Fragmento fuente:
---*---

La mayoría de proyectos nacionales de memoria están ligados organizacionalmente a debates transnacionales en museología, concursos públicos de diseño de monumentos, activismo de derechos humanos y mnemotécnica. Es entendible, sin embargo, que los museos y los espacios de memoria se aproximen principalmente a memorias locales y nacionales de violencia política traumática. Esto es cierto no solo en lugares de tortura y asesinato, como los campos de concentración alemanes o el esma en Buenos Aires, sino también en el Museo de Memoria y Derechos Humanos de Chile, el espacio artístico contramonumental Fragmentos en Colombia o en el Museo del 9/11 de Nueva York.
Tengo la sensación de que los aspectos transnacionales de las políticas de memoria pueden estar articulados con más fuerza en la literatura y las artes visuales, pues estas tienen un horizonte imaginativo y un poder político comparativo más amplio que las instituciones e investigaciones locales. Las artes y las humanidades pueden aportar significativamente a una cultura de memoria transnacional, cuyo objetivo principal sería el de entrenar la imaginación en cómo vivir en un mundo cada vez más interconectado, y cómo negociar pasados y presentes divergentes en una creciente era planetaria. Todas las sociedades dependen de las memorias del pasado histórico para su identidad, incluso cuando las negociaciones con respecto al pasado continúan siendo un campo de lucha y conflicto.

---*---

[Elementos de un conjunto de datos]

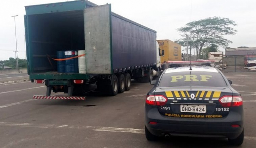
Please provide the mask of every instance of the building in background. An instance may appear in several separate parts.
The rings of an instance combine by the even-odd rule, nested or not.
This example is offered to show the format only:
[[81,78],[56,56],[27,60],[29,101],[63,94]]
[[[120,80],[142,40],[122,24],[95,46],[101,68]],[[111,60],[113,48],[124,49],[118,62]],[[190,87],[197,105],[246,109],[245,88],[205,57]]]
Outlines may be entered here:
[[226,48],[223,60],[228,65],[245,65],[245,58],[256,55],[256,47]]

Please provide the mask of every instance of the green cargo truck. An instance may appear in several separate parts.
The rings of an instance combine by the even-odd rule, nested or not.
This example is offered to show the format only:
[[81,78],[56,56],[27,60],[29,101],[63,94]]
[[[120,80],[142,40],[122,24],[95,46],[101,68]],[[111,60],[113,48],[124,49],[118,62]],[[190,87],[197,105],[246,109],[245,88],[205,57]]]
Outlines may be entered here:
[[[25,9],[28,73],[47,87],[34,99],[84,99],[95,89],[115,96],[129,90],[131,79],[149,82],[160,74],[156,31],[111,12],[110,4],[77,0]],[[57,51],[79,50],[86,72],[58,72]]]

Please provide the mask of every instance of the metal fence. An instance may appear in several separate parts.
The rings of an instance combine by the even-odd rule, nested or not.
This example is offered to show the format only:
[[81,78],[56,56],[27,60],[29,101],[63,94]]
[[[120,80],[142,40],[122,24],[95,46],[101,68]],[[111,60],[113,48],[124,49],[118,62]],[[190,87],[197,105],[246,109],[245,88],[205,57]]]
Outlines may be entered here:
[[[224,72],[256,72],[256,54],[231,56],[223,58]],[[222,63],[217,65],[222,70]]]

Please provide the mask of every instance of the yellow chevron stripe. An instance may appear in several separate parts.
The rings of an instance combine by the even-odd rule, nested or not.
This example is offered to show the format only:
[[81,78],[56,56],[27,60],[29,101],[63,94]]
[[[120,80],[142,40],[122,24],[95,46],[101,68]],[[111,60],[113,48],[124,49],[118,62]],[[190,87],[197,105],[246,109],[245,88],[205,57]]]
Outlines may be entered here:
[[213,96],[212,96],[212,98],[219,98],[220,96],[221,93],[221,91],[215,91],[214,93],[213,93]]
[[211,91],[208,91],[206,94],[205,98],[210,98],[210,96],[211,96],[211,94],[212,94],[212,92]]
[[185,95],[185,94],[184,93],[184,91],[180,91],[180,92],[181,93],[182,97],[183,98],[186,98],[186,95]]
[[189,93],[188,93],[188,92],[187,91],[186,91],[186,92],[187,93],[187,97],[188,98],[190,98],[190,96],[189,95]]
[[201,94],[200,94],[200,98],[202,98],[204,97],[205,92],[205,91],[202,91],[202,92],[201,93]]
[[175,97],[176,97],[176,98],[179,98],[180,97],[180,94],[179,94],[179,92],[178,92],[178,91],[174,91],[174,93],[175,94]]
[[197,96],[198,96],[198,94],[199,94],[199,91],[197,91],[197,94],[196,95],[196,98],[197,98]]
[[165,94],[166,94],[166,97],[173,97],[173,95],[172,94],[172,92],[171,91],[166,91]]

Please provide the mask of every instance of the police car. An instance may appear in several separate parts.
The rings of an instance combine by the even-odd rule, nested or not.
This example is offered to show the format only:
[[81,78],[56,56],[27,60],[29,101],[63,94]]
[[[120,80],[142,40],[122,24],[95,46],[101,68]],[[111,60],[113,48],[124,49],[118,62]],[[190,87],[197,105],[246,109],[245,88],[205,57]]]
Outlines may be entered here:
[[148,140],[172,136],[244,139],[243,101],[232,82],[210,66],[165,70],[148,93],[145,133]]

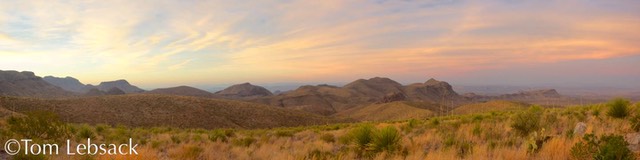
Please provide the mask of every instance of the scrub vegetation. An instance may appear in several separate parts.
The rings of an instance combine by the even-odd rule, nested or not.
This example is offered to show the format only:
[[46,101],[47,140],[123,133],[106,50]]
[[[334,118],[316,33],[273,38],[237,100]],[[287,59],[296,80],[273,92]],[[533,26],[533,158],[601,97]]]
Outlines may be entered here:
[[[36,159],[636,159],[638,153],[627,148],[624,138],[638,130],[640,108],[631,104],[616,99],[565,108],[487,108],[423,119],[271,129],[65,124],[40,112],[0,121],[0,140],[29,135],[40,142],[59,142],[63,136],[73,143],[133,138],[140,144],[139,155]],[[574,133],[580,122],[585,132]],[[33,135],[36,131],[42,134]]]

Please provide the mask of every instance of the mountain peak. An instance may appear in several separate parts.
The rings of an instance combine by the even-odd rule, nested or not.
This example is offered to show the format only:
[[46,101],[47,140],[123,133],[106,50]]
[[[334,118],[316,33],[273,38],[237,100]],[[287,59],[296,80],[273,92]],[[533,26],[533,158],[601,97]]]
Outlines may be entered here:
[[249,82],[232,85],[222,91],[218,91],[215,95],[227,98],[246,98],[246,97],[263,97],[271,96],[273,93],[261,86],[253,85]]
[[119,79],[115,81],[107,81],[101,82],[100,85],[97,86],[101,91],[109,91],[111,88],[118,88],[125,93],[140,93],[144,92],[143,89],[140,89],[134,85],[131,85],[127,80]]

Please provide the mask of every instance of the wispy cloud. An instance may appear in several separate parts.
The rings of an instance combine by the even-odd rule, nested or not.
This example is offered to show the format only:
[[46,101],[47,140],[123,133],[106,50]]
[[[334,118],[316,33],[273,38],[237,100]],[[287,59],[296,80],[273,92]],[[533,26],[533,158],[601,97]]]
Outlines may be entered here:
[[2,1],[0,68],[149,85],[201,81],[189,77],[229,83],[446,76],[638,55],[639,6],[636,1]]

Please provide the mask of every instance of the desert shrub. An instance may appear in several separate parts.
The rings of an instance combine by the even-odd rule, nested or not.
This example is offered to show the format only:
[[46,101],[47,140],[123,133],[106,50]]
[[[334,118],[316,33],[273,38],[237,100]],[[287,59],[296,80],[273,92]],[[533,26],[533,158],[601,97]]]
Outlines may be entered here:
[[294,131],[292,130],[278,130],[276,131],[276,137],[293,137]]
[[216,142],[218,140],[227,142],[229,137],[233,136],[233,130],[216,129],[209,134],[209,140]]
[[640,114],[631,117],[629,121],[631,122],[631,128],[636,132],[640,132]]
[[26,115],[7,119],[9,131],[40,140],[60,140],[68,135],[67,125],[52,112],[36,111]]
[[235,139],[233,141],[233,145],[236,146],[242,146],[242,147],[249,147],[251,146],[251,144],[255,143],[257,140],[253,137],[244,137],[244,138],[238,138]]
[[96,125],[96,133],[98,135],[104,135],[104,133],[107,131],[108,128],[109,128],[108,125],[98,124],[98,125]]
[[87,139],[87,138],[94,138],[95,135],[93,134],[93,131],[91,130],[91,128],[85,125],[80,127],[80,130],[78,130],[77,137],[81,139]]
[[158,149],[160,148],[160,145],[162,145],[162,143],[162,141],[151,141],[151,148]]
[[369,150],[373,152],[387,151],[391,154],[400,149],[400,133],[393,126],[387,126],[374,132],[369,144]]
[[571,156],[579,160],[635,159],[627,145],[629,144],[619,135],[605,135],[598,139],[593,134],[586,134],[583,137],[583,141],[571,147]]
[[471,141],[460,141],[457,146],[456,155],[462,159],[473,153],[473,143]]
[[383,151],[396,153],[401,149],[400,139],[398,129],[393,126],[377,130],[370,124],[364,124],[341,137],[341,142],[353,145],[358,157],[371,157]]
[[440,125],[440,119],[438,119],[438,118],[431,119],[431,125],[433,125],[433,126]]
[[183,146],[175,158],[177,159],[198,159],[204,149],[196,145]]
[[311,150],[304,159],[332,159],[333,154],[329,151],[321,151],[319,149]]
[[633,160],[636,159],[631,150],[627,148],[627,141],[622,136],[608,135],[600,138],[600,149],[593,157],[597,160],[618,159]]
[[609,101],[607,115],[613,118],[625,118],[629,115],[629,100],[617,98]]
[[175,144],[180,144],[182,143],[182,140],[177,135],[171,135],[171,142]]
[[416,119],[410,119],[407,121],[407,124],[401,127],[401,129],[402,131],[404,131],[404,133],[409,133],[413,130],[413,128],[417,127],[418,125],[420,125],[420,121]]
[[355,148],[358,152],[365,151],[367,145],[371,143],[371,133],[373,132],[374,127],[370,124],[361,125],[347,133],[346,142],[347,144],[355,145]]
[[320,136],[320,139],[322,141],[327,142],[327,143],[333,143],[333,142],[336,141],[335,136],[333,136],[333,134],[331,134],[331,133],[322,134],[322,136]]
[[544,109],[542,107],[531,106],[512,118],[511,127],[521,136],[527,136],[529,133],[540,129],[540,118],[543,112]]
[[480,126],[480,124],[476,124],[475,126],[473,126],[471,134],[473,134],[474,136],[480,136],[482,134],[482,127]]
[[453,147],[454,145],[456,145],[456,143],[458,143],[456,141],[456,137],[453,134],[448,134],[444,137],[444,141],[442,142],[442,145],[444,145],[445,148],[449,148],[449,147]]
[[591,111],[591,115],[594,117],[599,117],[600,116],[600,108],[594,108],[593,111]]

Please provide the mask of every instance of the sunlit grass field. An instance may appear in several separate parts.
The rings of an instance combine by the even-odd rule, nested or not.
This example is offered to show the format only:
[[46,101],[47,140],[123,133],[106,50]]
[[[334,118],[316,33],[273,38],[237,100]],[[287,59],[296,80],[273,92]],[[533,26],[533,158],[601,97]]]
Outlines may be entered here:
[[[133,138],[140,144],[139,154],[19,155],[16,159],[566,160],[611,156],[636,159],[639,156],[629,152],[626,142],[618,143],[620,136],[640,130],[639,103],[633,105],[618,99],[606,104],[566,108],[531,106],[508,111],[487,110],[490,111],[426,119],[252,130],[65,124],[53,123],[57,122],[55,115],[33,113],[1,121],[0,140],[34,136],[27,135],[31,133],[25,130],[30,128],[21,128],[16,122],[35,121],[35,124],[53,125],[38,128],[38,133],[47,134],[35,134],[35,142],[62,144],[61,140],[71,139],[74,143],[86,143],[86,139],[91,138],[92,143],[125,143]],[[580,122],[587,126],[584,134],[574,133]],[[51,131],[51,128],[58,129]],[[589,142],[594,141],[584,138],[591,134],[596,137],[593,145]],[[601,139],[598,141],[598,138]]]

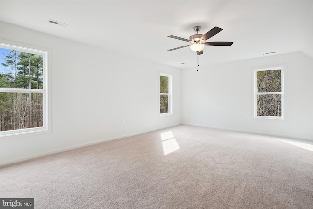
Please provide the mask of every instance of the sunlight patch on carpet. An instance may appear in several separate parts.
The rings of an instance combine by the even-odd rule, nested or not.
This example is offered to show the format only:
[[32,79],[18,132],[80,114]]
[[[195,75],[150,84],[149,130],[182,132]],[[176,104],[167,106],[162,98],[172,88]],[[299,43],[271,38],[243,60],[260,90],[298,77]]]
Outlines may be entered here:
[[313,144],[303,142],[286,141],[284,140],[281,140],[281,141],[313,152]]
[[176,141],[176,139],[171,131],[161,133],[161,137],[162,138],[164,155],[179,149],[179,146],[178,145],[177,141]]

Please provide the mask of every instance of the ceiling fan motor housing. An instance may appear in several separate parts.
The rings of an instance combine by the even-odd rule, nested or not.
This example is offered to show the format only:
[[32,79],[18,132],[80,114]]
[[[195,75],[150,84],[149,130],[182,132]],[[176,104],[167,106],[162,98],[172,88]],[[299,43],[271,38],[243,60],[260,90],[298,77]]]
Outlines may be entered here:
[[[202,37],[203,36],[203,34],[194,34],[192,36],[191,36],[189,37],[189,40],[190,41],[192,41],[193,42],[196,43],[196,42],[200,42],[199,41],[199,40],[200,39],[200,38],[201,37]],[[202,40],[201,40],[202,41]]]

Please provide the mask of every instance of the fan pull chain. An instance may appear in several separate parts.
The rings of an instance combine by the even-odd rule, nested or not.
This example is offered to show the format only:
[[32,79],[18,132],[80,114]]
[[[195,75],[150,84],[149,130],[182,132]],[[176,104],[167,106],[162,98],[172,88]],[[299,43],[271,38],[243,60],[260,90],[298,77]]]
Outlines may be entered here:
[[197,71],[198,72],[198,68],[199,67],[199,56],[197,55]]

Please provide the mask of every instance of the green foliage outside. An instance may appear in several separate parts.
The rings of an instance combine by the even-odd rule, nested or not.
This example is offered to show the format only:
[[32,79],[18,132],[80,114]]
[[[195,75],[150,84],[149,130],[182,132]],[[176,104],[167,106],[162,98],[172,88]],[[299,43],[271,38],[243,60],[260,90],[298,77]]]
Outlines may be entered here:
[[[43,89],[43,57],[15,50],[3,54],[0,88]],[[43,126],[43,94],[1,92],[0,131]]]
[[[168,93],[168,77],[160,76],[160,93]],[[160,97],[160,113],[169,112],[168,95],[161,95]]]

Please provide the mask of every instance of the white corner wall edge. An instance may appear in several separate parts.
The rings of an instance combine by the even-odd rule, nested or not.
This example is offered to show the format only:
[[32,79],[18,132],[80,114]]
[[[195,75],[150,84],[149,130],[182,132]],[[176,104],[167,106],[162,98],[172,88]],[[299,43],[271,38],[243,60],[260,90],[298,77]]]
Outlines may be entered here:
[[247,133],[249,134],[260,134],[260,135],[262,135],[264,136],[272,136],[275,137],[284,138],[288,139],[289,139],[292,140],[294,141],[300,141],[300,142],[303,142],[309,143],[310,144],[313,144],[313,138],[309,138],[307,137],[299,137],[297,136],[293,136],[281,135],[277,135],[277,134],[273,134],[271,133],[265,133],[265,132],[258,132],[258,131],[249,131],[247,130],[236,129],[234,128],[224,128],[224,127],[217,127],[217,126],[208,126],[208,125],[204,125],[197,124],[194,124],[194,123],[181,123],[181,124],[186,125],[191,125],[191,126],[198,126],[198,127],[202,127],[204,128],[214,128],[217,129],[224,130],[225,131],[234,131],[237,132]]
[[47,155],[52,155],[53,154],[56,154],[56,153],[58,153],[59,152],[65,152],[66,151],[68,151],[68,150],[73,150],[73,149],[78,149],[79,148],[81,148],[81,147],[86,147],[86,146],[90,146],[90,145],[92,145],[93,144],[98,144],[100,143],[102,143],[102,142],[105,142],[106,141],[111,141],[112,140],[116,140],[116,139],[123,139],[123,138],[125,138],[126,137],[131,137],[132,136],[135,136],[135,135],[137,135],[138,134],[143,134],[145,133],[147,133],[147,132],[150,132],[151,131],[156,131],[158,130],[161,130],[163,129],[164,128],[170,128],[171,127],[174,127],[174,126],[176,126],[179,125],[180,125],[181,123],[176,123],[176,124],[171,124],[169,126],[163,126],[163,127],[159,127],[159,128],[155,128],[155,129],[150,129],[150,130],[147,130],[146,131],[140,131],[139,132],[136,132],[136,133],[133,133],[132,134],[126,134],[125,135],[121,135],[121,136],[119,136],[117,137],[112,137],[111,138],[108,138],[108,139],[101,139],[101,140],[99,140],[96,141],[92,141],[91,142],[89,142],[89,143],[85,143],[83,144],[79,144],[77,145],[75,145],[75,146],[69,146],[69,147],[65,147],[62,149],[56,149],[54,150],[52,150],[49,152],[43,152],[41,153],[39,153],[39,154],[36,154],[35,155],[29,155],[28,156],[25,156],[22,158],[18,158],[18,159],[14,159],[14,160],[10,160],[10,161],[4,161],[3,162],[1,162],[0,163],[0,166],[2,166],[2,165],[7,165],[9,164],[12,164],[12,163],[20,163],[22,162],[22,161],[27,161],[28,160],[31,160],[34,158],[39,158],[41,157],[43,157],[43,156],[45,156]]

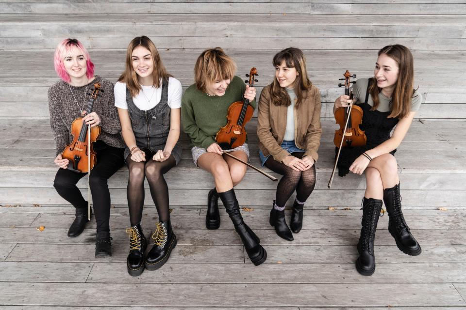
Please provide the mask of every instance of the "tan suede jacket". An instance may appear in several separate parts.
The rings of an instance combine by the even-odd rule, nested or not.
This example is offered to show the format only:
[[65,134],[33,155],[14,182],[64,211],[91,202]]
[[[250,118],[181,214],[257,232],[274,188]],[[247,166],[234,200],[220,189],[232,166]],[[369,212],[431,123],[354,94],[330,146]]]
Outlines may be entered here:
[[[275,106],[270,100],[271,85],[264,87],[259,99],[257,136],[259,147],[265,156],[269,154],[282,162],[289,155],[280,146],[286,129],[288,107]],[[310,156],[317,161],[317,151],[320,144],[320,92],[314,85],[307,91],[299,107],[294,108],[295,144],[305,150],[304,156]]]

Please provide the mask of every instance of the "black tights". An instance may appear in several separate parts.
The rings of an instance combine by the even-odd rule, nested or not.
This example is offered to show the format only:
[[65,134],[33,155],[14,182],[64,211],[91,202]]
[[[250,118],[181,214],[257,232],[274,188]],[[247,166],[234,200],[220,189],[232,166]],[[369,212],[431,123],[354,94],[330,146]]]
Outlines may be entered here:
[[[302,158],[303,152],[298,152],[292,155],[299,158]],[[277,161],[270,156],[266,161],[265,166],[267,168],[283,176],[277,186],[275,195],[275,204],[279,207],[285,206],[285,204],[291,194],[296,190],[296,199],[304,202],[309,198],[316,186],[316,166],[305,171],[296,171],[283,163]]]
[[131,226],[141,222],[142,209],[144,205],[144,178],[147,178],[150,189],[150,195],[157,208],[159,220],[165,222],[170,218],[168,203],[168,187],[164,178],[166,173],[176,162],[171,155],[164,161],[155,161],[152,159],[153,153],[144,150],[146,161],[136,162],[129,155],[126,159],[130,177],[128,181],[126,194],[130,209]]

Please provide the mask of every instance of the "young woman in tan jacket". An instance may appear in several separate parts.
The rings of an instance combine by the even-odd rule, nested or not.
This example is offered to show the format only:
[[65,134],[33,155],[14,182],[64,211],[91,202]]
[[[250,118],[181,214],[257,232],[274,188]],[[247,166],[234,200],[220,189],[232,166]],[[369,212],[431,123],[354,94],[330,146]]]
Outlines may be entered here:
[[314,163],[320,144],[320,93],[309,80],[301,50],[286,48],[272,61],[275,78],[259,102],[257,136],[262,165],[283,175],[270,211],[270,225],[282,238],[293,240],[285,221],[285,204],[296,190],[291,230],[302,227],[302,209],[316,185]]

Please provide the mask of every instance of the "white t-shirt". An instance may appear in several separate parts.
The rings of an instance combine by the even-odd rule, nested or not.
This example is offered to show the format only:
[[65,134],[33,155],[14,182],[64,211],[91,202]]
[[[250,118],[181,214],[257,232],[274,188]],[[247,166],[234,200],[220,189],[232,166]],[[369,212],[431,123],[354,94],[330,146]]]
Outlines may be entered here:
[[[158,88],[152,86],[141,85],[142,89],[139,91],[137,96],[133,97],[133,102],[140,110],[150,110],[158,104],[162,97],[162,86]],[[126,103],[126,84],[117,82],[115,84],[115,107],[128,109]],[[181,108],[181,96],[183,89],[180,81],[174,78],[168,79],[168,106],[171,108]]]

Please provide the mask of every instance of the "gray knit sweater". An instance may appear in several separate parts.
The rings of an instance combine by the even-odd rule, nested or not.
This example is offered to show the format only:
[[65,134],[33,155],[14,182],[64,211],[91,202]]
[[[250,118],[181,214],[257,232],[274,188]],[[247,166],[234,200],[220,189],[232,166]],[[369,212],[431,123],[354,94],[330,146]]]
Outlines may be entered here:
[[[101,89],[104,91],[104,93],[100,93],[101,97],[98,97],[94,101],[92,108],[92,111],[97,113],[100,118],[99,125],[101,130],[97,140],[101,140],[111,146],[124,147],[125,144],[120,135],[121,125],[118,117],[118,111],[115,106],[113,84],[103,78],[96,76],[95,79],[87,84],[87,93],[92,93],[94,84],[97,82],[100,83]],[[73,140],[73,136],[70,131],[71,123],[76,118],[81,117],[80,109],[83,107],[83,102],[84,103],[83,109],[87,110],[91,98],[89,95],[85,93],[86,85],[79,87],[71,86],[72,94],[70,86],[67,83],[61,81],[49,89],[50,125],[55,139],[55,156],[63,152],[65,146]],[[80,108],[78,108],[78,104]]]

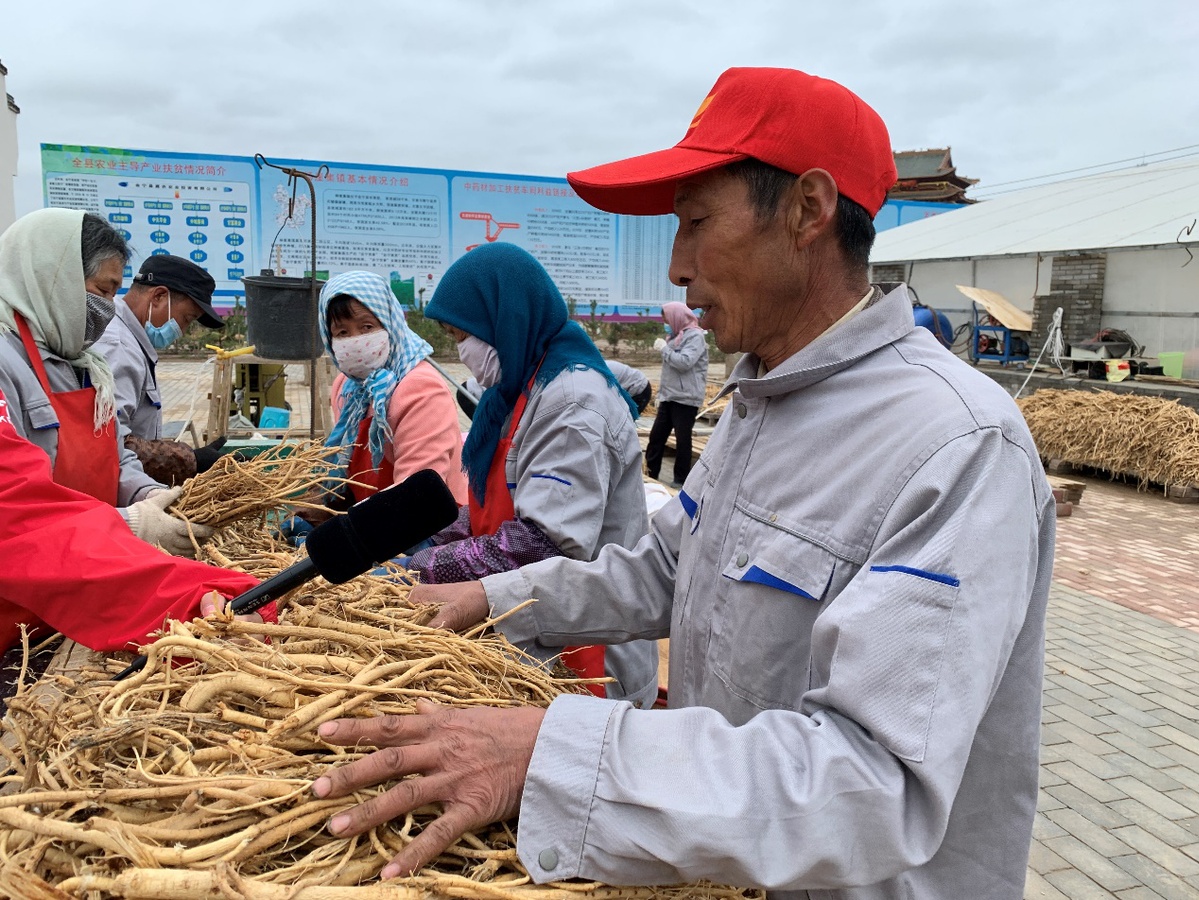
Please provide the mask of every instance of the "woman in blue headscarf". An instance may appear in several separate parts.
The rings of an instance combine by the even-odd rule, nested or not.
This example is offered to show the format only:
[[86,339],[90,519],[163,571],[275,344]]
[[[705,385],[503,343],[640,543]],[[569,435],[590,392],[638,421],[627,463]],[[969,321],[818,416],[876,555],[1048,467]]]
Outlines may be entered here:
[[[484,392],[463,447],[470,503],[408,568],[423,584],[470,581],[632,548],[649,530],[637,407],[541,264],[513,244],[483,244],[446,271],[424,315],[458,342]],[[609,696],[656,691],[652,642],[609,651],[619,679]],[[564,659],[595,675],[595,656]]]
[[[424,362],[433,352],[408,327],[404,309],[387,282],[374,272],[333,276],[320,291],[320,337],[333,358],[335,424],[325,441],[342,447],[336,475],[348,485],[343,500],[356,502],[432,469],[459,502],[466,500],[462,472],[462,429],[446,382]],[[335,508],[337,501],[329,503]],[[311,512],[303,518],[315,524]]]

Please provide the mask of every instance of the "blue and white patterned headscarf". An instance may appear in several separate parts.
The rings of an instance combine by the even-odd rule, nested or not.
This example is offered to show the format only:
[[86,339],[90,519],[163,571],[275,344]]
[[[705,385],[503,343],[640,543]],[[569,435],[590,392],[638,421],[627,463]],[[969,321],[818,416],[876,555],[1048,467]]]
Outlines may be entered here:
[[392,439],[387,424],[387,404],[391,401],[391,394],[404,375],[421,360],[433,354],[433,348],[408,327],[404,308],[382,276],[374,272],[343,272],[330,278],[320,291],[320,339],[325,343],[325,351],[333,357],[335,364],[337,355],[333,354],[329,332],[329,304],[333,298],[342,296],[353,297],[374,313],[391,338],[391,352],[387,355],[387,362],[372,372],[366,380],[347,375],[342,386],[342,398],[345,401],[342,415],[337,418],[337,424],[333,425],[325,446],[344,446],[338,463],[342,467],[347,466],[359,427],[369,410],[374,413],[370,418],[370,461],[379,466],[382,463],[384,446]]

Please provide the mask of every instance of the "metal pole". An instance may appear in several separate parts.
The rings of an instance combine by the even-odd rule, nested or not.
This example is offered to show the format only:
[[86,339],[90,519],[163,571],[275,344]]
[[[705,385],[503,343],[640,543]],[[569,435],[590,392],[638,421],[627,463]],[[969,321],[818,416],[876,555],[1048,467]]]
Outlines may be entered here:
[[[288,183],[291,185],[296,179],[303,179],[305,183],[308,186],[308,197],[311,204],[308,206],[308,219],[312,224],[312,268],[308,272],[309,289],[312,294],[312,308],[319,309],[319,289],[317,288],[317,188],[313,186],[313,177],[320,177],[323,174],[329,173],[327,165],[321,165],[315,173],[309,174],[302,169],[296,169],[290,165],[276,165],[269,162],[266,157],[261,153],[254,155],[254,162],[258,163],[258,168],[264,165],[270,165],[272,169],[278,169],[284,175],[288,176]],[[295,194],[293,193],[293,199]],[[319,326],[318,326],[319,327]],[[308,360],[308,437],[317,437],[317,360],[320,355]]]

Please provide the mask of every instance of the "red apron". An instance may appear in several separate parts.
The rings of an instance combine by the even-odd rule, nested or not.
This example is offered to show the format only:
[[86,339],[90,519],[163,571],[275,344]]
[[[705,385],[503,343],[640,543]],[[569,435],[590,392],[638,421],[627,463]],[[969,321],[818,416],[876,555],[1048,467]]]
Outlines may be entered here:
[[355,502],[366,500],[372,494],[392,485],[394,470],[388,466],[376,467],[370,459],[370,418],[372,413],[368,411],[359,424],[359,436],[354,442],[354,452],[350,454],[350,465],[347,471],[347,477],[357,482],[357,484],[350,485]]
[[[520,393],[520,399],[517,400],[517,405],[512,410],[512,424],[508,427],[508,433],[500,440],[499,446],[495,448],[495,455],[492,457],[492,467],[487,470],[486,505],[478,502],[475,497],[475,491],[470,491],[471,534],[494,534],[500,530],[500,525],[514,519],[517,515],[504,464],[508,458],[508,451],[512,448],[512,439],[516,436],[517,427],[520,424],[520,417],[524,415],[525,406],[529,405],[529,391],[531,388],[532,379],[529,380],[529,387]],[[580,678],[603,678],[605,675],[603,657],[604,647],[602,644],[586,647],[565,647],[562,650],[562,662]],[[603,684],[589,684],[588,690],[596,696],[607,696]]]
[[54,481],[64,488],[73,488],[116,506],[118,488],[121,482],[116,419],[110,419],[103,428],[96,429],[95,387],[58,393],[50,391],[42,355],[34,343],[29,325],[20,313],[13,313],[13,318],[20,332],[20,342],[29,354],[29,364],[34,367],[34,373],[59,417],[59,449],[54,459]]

---*---

Enunciado 1: Reescribe el fragmento sobre la memoria transnacional empezando en "Tengo la sensación" y terminando en "lucha y conflicto.", cambiando "imaginación" por "creatividad".
Enunciado 2:
Responde con base en el fragmento sobre la memoria transnacional:
(a) ¿Qué museo de Chile se menciona?
(b) ¿Cómo se llama el espacio artístico contramonumental de Colombia?
(c) ¿De qué dependen todas las sociedades para su identidad?
Enunciado 3: Escribe la continuación del fragmento sobre la memoria transnacional a partir de su última oración.

Resultado 1:
Tengo la sensación de que los aspectos transnacionales de las políticas de memoria pueden estar articulados con más fuerza en la literatura y las artes visuales, pues estas tienen un horizonte imaginativo y un poder político comparativo más amplio que las instituciones e investigaciones locales. Las artes y las humanidades pueden aportar significativamente a una cultura de memoria transnacional, cuyo objetivo principal sería el de entrenar la creatividad en cómo vivir en un mundo cada vez más interconectado, y cómo negociar pasados y presentes divergentes en una creciente era planetaria. Todas las sociedades dependen de las memorias del pasado histórico para su identidad, incluso cuando las negociaciones con respecto al pasado continúan siendo un campo de lucha y conflicto.

Resultado 2:
(a) El Museo de Memoria y Derechos Humanos.
(b) Fragmentos.
(c) De las memorias del pasado histórico.

Resultado 3:
En el ejercicio de analizar las nuevas tendencias de los discursos dentro de las culturas de la memoria, podemos explorar primero qué elementos pueden no ser ya centrales o pueden haber sido sujetos a una crítica legítima. Puedo identificar tres: primero, la vieja batalla entre la historia y la memoria como algo que se supone irreconciliable es algo del pasado. Teóricamente, la mayoría de investigadores de la memoria asumen una relación recíproca, más que una relación mutuamente excluyente, entre la historia y la memoria. Por supuesto que a la crítica a la memoria, como algo que no es confiable, que es por lo general autoindulgente, meramente subjetiva y manipulable, se le debe dar un lugar en los estudios de memoria, y el análisis de testimonios presenciales ha desarrollado herramientas para tener esto en cuenta.
Un segundo concepto que ha dejado de ser predominante es la noción del carácter único del Holocausto, que impedía cualquier tipo de comparación con otros casos de genocidio o de limpieza étnica. Este argumento tenía sentido cuando el Holocausto no había sido públicamente reconocido como la gran ruptura en la civilización que en efecto fue. Este ya no es el caso. La afirmación de que el Holocausto es algo único ha sido instrumentalizada, bien sea con propósitos políticos o como una última defensa estética de una teoría modernista, ahora insostenible, de irrepresentabilidad. Las comparaciones mundiales de la escala y la intensidad de una violencia apoyada por el Estado se han vuelto claves en ética, legislaciones de derechos humanos y en el debate público. El Holocausto mantiene un lugar muy importante en estos esquemas comparativos, pero las pretensiones de unicidad siempre llevarán a una jerarquización profundamente problemática del sufrimiento. La victimización no puede convertirse jamás en un juego de suma cero.
Tercero, el campo de estudio se ha alejado de su marcado énfasis en el trauma, como se había formulado en el contexto posestructuralista, principalmente en relación con las teorías de irrepresentabilidad y de la muerte del sujeto en el potente trabajo de Dori Laub, Shoshana Felman y Cathy Caruth. Este trabajo ha sido valioso en discusiones legales y psicoanalíticas sobre presencia y testimonio, pero negar que el evento traumático es accesible también condujo a serios bloqueos del conocimiento histórico.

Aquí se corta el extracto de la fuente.